--- Start of Page text ---
On Wrightsville Beach’s north end, children huddled giddily on the sandy floor, surrounded by signs protecting the native birds’ nesting grounds. The 54 Wrightsville Beach Elementary School fifth graders were at the north end’s nesting grounds on June 5 to get a first-hand look at the signs they themselves had created to protect the shorebird colonies.

“Their signs are a critical part of what they’re learning,” said Cissie Brooks, a marine science instructor at the school. “We started these signs five years ago, and we’ve been doing this for about seven years. We have people from different states calling us all the time asking who made the signs, and they loved the artwork.”

Jackson Travis, 13, a volunteer for the National Audubon Society, presented to the class how the shorebirds’ nests were formed. He slightly covered the painted egg and the plush chick in the cool sand, relaying to them how the birds protect their young from predators by building colonies. The teacher relayed how the courtship process works between the birds they learned about, such as the oyster-catchers, black skimmers, common terns and sandpipers.

The children were then put into pairs to be the parents of the chick and egg. One child volunteered to be one of the distractions of the shorebirds, a person walking with their dog, and the other children pretending to be birds ran frantically, some flapping defenseless for students chosen as ghost crabs and crows to prey on the young. The kids were stricken to learn that because of these distractions, last year’s total of birds was 167 to now around thirty, but their signs play an important part in protecting the birds.

“The signs draw special attention to what’s going on,” Marlene Eader, the coordinator of volunteers at Audubon NC, stated. “And it has the sweet art and the messaging is appropriate. They’re really passionate, and these signs really enrich the experience.”

Afterward, the fifth graders walked the beach to visit the shorebirds they had learned about throughout the school year, Brooks arriving into their classrooms weekly to give presentations and workbooks on the subject. Near the end of the school, Audubon works with the kids to let them design signs, and Audubon creates them for beachgoers to see.

The National Audubon Society is a model program, and other states are replicating what they are doing in North Carolina in other states along the Atlantic coast and have just rolled a counsel stewardship for beach-nesting birds, making the kids who designed the signs play a part in protecting their nests known as bird stewards.
--- End of Page text ---
▶ **Task prompt**: According to the article on the shorebird signs, what is Cissie Brooks's role at the school?
--- Start of Entries shown ---
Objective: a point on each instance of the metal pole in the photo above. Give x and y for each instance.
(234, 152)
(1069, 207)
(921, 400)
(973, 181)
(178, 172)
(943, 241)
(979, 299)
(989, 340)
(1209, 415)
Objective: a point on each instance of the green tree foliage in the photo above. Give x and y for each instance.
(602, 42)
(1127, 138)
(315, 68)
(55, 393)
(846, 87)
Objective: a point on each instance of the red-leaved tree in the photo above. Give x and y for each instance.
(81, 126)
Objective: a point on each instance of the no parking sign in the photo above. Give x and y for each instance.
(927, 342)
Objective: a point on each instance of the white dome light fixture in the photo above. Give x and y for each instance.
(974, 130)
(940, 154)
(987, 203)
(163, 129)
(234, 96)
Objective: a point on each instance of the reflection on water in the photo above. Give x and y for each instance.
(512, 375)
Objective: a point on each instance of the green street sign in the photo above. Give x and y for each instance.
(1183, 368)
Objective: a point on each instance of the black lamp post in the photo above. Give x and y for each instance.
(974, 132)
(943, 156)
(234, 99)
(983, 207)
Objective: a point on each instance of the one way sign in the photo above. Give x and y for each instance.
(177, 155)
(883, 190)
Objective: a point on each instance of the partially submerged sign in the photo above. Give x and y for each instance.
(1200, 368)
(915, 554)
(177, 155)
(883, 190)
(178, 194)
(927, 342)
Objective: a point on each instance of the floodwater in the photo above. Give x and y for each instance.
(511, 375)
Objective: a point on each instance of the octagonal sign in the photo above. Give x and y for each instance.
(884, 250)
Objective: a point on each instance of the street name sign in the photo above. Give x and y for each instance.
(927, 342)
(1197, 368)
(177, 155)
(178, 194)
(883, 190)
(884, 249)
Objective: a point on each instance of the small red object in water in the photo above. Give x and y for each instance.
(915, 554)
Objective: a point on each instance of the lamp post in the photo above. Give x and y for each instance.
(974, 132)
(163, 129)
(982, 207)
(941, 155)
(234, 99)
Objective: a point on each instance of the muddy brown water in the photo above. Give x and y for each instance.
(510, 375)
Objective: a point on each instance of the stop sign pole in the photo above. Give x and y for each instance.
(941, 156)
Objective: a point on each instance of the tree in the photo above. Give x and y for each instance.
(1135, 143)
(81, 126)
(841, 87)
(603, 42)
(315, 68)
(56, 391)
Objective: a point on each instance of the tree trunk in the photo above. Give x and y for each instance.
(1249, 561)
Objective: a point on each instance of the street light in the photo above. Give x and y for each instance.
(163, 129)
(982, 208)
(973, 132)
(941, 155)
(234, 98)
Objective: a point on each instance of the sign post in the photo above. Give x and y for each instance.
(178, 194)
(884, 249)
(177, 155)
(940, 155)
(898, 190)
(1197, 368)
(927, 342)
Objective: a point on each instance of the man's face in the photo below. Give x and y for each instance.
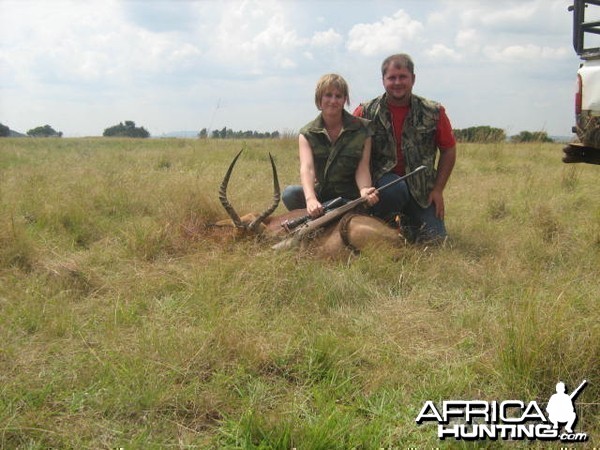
(398, 85)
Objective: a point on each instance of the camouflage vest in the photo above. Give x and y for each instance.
(336, 164)
(418, 143)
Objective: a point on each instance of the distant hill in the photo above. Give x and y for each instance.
(178, 134)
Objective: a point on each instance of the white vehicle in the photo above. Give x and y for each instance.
(586, 41)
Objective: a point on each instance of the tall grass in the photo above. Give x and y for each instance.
(126, 321)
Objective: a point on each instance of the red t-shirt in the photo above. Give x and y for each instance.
(444, 138)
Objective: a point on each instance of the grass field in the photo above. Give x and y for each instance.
(126, 322)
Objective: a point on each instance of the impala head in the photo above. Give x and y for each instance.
(250, 223)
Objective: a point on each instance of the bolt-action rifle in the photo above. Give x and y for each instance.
(305, 226)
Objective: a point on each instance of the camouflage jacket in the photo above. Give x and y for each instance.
(336, 164)
(418, 142)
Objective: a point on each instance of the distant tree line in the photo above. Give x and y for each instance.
(127, 129)
(228, 133)
(45, 131)
(529, 136)
(480, 134)
(42, 131)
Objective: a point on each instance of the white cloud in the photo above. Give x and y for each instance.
(524, 53)
(165, 64)
(385, 36)
(441, 52)
(327, 39)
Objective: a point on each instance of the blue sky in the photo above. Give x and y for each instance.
(82, 66)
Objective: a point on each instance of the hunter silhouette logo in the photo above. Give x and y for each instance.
(560, 407)
(472, 420)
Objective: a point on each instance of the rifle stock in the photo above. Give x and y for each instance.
(311, 225)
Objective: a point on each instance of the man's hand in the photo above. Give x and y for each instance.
(371, 195)
(437, 198)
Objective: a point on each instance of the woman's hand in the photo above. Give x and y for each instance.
(371, 194)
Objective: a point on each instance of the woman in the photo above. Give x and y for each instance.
(335, 152)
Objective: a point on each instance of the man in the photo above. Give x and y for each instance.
(409, 131)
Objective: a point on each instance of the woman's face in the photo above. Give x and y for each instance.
(332, 100)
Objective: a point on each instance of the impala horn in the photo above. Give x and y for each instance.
(276, 197)
(223, 194)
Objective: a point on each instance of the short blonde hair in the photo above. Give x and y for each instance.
(328, 81)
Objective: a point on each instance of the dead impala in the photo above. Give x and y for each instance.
(348, 231)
--- End of Entries shown ---
▶ **Response to the task**: She is a marine science instructor.